Exercise brief: Return every entry from the listing below unaltered.
START Record extracts
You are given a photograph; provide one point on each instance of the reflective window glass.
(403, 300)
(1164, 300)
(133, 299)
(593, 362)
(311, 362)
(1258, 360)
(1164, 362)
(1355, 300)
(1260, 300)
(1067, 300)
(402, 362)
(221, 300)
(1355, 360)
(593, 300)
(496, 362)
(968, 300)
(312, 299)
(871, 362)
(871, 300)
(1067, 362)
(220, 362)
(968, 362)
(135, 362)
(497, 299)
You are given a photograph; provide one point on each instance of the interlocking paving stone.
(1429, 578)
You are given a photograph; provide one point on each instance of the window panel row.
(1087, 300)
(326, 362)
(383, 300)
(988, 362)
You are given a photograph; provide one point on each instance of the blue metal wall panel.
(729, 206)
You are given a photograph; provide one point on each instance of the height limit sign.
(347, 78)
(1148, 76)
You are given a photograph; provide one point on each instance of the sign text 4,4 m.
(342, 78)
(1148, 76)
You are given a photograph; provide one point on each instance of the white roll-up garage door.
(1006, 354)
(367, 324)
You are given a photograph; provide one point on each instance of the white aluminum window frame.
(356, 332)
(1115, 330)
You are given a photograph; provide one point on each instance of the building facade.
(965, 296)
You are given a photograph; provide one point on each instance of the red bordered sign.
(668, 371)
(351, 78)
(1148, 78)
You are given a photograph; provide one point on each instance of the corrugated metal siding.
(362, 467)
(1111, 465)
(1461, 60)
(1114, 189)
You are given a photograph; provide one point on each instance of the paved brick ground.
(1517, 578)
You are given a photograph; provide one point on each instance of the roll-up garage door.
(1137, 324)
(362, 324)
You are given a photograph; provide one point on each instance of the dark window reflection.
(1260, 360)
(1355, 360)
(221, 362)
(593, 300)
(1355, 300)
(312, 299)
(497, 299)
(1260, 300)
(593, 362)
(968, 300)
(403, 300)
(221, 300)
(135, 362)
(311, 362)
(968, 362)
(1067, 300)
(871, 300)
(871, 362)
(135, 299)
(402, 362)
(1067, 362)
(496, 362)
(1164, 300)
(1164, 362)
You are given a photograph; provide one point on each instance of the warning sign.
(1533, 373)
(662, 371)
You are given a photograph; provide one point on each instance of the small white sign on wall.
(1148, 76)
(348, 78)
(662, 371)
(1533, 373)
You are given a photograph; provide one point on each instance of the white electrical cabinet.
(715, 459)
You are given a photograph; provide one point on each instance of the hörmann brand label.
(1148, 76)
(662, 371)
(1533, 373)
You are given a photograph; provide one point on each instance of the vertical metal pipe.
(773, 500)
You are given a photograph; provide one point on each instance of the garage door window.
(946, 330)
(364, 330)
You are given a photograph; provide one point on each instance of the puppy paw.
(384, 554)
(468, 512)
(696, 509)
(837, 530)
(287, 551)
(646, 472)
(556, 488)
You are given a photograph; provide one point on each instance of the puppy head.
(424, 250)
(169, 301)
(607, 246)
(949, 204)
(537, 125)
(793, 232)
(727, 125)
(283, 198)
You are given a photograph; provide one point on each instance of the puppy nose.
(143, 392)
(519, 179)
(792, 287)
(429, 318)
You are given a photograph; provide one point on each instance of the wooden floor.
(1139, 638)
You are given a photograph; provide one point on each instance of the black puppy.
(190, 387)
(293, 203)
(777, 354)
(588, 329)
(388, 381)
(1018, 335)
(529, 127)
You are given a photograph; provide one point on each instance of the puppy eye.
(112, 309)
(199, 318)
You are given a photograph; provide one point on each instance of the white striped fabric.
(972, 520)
END Record extracts
Written answer:
You are given a photograph; provide one point on each instance of the reflective window glass.
(403, 300)
(1164, 300)
(133, 299)
(593, 362)
(311, 362)
(1258, 360)
(1164, 362)
(1355, 300)
(1260, 300)
(1067, 300)
(402, 362)
(221, 300)
(1355, 360)
(593, 300)
(496, 362)
(968, 300)
(312, 299)
(871, 362)
(871, 300)
(1067, 362)
(220, 362)
(968, 362)
(135, 362)
(497, 299)
You are given a photograph; provide one point on each instance of the interlocking paving stone.
(1429, 578)
You are given a photograph; provide one point on each instance of the window panel row.
(1087, 300)
(326, 362)
(383, 300)
(988, 362)
You are given a photograph; provide one point on each instance of the blue metal wall panel.
(729, 206)
You are given a photograph; provide one point on each instance of the height limit sign.
(347, 78)
(1148, 76)
You are given a photograph; provide one point on each instance of the sign text 4,4 m.
(342, 78)
(1148, 76)
You are given a photograph; provide one point on each instance of the white roll-up garage door.
(1006, 354)
(367, 324)
You are given a photograph; provide one point on each instance of the white aluminum window frame.
(356, 332)
(1115, 330)
You are given a photograph; provide one point on each instance of the building facade.
(965, 296)
You are given a photograph; provide one point on each instance of the red bordered sign.
(668, 371)
(351, 78)
(1148, 78)
You are given a photograph; provide one point on each instance of the corrugated metal siding.
(362, 467)
(1111, 465)
(1461, 60)
(1114, 189)
You are given a photograph; provide one point on each instance of the paved brick ground.
(1517, 578)
You are given a photograph; provide one point on each instance of the roll-up garage door.
(1137, 324)
(362, 324)
You are given a photograph; provide one point on each instance of the dark window reflection.
(1260, 360)
(1355, 360)
(221, 362)
(593, 300)
(1355, 300)
(312, 299)
(497, 299)
(1260, 300)
(593, 362)
(968, 300)
(403, 300)
(221, 300)
(135, 362)
(311, 362)
(968, 362)
(1067, 300)
(871, 300)
(871, 362)
(135, 299)
(402, 362)
(1067, 362)
(496, 362)
(1164, 300)
(1164, 362)
You are given a photograph; provide one point on each instance of the warning sign.
(1533, 373)
(662, 371)
You are given a photograph; provide one point on each instance of the small white sign on wall.
(1148, 76)
(348, 78)
(662, 371)
(1533, 373)
You are given a photograph; provide one point on each instance of the white electrical cabinet.
(715, 459)
You are given a photograph; provide one point on each instance of the hörmann brand label.
(1148, 76)
(662, 371)
(1533, 373)
You are given a photograph; provide one point on each instance of the vertical metal pipe.
(773, 500)
You are given a photograph; provide one point on each instance of the garage door window.
(946, 330)
(364, 330)
You are given a photograph; provide one point on each instance of the puppy paw.
(384, 554)
(468, 512)
(696, 509)
(837, 530)
(287, 551)
(646, 472)
(556, 488)
You are given a photograph; provide one point on each instance of the puppy head.
(424, 250)
(169, 301)
(607, 246)
(949, 204)
(537, 125)
(793, 232)
(727, 125)
(283, 198)
You are given a photograph; provide one point on each instance of the puppy nose.
(143, 392)
(519, 179)
(792, 287)
(429, 318)
You are given a photograph; provide one point on each instance of the wooden floor.
(1139, 638)
You are given a photograph; provide one point on each instance of the black puppy.
(190, 387)
(293, 203)
(777, 354)
(588, 329)
(388, 381)
(1018, 335)
(529, 127)
You are given a photograph; provide one point on each instance of the puppy eye.
(112, 309)
(199, 318)
You are given a photograph; provide one point on each instance of the white striped fabric.
(972, 520)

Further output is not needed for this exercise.